Supplied passage:

━━━━━━━━━━

Documentation and Systems are Part of the Job

The daily work of an occupational therapist does not end when a treatment session ends. Documentation is part of professional practice.

OTs may need to record client progress, update care plans, communicate with other providers, and document services for billing, school, insurance, or regulatory purposes. Patnaude notes that OT students also need to learn about “being ethical and dealing with the insurance companies” as part of professional preparation.

That administrative side of the job may not be the first thing students think about when they picture OT. But it’s an integral part of how therapists communicate care, support continuity, and advocate for client needs within larger systems.

You Need to be Comfortable Learning Hands-On Clinical Skills

Occupational therapists need to be encouraging and skilled communicators. But they also require clinical preparation.

“It’s the hands-on clinical skills (that are essential),” Patnaude says. That’s why, for the Regis program, there’s an emphasis on “getting hands-on practice—how to transfer patients, how to assess patients, writing treatment plans for patients—and we have practice classes starting the first semester.”

Students learn how to assess clients, support movement, develop treatment plans, practice therapeutic interventions, understand safety, recommend adaptive equipment, and apply knowledge from anatomy, kinesiology, neuroscience, psychology, and other areas.

That is why it is important to choose a graduate program that emphasizes applied learning, fieldwork, and clinical reasoning—not only classroom theory.

How Regis Helps Students Prepare for an OT Career

For students who see themselves in occupational therapy, the next question is how to prepare for the profession. Regis College’s MSOT program is designed for students who want a clinically focused path into OT practice.

Regis helps students build career readiness through:

Active-Practitioner Faculty

Regis’ OT faculty are active practitioners who bring current, real-world experience into the classroom. That helps students connect theory with actual practice.

Fieldwork-Rich Preparation

Students learn through classroom, service learning, and fieldwork experiences. Regis’ program offers fieldwork opportunities in a wide range of settings, from large hospitals and school systems to outpatient practices, community-based mental health, adapted sports, and other nontraditional sites.

Close-Knit Classes

Regis emphasizes close-knit classes and personalized attention, which can be especially valuable in a hands-on clinical field where students are learning to build confidence, ask questions, and apply feedback.

━━━━━━━━━━

Data extracts:
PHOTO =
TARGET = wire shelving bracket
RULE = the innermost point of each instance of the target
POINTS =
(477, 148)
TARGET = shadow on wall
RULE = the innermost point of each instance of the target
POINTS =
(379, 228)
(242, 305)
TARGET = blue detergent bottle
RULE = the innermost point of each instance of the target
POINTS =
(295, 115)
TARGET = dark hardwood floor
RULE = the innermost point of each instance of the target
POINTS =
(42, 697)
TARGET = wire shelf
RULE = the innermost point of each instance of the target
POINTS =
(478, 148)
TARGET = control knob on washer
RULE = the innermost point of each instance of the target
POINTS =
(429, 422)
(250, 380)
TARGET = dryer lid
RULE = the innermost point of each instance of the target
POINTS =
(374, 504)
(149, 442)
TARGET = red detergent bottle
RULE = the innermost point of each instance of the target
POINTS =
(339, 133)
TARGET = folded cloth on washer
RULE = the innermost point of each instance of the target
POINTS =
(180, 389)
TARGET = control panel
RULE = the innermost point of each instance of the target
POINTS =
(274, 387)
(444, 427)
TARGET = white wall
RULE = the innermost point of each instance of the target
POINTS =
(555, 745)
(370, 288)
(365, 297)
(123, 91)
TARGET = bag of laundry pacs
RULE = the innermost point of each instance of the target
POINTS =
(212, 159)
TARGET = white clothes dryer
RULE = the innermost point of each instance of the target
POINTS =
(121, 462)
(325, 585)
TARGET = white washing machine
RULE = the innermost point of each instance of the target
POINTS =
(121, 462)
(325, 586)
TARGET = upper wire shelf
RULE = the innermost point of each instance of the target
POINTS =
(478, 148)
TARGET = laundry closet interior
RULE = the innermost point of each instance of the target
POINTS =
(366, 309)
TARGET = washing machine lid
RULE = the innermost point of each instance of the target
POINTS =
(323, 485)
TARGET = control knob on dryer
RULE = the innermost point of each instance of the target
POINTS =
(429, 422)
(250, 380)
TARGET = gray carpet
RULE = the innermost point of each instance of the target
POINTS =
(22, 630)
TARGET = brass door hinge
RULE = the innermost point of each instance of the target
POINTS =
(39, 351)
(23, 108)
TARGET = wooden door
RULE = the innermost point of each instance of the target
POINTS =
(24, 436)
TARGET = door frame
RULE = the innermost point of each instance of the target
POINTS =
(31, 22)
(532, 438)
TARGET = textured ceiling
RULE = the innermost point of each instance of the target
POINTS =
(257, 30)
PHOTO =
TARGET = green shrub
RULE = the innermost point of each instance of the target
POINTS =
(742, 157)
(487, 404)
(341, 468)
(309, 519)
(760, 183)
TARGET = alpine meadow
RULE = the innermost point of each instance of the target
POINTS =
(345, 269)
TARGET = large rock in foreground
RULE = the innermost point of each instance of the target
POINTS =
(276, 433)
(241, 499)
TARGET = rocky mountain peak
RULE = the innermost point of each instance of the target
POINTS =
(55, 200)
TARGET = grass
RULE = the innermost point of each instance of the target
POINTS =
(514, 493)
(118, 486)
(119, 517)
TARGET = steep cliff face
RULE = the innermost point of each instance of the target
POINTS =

━━━━━━━━━━

Problems and tasks:
a. Which purposes does the occupational therapy career passage say OTs may need to document services for?
b. Could you pick up the occupational therapy career passage after its final sentence and keep it going?

Answers by item:
a.
- Billing
- School
- Insurance
- Regulatory purposes

b.
Clinical Focus

Patnaude describes Regis as a program for students who want a practical, clinician-focused graduate experience.

“We’re going to help people who want to become clinicians and who want to have a two-year program, get in and out quickly, and be ready to work,” she says.

That clinical focus also shapes the structure of the curriculum—students can complete the MS degree in 24 to 30 months, depending on the entry point. Students weighing that commitment may also want to consider the timeline for completing an MSOT alongside the cost of earning a master’s in occupational therapy.

Should You Become an Occupational Therapist?

You should consider becoming an occupational therapist if you want a career that combines healthcare knowledge, hands-on practice, problem-solving, creativity, advocacy, and meaningful client relationships.

OT may be a strong fit if you are drawn to helping people regain independence and participate more fully in daily life. It may also be a good fit if you want a career with multiple practice settings, opportunities to work with different populations, and a balance of science and human-centered care.

At the same time, occupational therapy requires preparation. Future OTs should be ready for graduate education, fieldwork, certification, licensure, documentation, collaboration, and the physical and emotional demands of client care.

For students who are ready for that path, Regis College’s Master of Science in Occupational Therapy offers a clinically focused graduate experience with active-practitioner faculty, hands-on learning, close-knit classes, service learning, and fieldwork opportunities near Boston.